** TASK DETAILS **
What is needed here is an exact copy of every entry.

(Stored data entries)
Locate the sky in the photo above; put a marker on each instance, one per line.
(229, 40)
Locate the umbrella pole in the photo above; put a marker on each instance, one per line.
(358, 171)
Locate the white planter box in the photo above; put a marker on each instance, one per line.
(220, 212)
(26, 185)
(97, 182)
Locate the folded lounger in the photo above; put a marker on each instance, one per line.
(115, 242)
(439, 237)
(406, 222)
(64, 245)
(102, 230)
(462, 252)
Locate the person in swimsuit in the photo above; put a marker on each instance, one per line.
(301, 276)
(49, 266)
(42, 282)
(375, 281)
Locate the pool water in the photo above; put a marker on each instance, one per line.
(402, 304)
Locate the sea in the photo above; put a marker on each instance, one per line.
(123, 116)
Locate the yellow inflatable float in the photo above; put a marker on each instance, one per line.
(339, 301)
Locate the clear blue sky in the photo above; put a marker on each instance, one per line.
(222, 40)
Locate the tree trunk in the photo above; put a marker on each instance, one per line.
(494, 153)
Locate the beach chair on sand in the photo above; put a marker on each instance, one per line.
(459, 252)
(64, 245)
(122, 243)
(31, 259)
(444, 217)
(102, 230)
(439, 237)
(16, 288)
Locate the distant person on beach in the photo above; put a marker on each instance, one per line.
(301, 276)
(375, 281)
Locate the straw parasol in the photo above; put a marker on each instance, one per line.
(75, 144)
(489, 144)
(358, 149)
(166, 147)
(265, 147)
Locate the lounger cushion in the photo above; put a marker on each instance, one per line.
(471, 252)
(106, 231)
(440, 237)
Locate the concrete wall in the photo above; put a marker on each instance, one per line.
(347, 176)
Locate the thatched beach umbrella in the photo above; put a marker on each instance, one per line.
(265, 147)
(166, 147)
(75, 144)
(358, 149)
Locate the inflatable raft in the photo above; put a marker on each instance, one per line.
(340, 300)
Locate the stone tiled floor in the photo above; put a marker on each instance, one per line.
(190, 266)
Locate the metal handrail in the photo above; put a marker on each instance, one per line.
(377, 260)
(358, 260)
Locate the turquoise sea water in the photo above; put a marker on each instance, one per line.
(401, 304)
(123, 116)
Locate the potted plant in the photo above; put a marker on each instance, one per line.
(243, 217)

** SOLUTION BELOW **
Locate the sky in the photo above; put a marker on each instance, one per line.
(229, 40)
Locate the umbrella pole in the photo above; put a marker on each instance, one per line.
(358, 171)
Locate the white planter box in the photo above; put a marker on each instance, one per line.
(220, 212)
(26, 185)
(97, 182)
Locate the folded lounger in the photo above; put a marker on each instance, one per line.
(115, 242)
(439, 237)
(406, 222)
(64, 245)
(102, 230)
(462, 252)
Locate the person in swimsuit in the photo above; put a marker on each instance, one per line.
(301, 276)
(49, 266)
(42, 282)
(375, 281)
Locate the pool water in the photo above; put a marker on each instance, one per line.
(402, 304)
Locate the sea in the photo above; put a marker on each instance, one per line.
(123, 116)
Locate the yellow inflatable float in the photo above; put a marker on each instance, one per line.
(339, 301)
Locate the clear blue sky in the photo above; put a marker on each instance, one per line.
(222, 40)
Locate the tree trunk in the photo above; put a marker on each instance, one per line.
(494, 153)
Locate the beach chair on sand in the photo above; put a marker on each instance, one per line.
(459, 252)
(64, 245)
(122, 243)
(31, 259)
(444, 217)
(102, 230)
(439, 237)
(16, 288)
Locate the distant person on beach in the photo above; put a marker on each instance, one per line.
(301, 276)
(375, 281)
Locate the straw parasol in the photo above; put a marker on each instance, one per line.
(75, 144)
(489, 144)
(358, 149)
(166, 147)
(265, 147)
Locate the lounger cushion in the photo above; put a marker on each instance, one per line.
(471, 252)
(106, 231)
(440, 237)
Locate the concrete wall in the photo above; put a marker on each instance, one per line.
(347, 176)
Locate the thatched beach umbrella in the photo above; put a marker on each instance, one per line.
(265, 147)
(166, 147)
(75, 144)
(358, 149)
Locate the inflatable raft in the photo above; put a marker on each instance, one per line.
(340, 300)
Locate the stone tiled floor in the photo above; put a marker on each instance, one per line.
(190, 266)
Locate the metal handrail in the photo above; put a marker on each instance, one per line.
(377, 260)
(358, 260)
Locate the turquoise sea water in the photo above; put a marker on each instance, one per line.
(401, 304)
(123, 116)
Locate the potted plant in the photo above; put a marker on each instance, one per line.
(243, 217)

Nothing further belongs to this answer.